▶ Faça isto
Conte quantas linhas abaixo contêm a palavra "water" e responda apenas com o número.

▶ Trechos de dados de apontamento
········

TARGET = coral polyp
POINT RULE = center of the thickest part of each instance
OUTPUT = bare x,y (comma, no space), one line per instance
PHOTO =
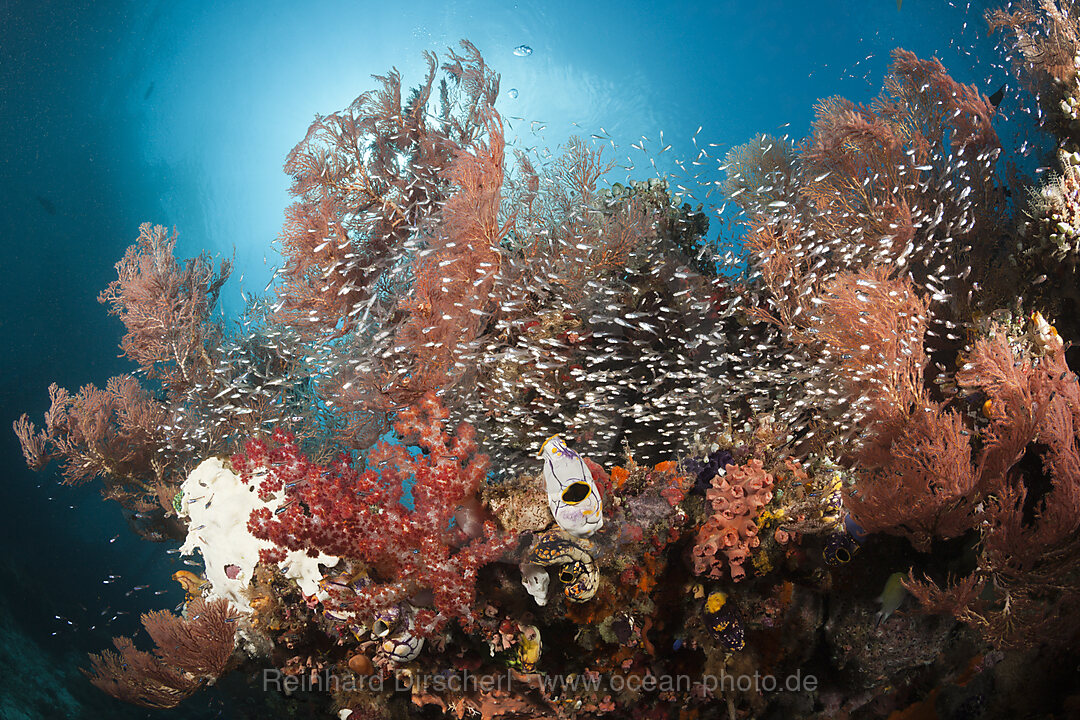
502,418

········

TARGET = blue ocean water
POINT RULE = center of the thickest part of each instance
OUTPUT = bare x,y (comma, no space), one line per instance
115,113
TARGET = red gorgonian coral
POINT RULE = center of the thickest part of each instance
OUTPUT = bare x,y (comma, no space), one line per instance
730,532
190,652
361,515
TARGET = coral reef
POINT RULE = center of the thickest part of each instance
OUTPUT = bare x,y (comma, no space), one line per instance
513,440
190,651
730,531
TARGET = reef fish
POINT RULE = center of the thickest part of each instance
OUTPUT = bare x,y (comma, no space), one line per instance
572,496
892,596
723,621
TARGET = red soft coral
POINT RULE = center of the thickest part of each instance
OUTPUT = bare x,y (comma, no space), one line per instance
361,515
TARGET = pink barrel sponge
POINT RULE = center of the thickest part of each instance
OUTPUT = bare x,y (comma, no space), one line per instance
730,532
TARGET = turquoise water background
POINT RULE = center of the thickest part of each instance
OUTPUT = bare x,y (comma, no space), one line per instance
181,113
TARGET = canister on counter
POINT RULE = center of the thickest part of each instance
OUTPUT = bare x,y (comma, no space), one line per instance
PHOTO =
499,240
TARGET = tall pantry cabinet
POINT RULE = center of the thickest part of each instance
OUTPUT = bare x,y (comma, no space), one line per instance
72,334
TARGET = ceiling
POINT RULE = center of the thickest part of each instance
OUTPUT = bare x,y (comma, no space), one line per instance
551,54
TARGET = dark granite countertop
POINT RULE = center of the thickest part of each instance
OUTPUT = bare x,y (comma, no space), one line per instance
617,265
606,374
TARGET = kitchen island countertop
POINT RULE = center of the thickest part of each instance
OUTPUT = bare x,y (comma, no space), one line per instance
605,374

········

▶ Resposta
2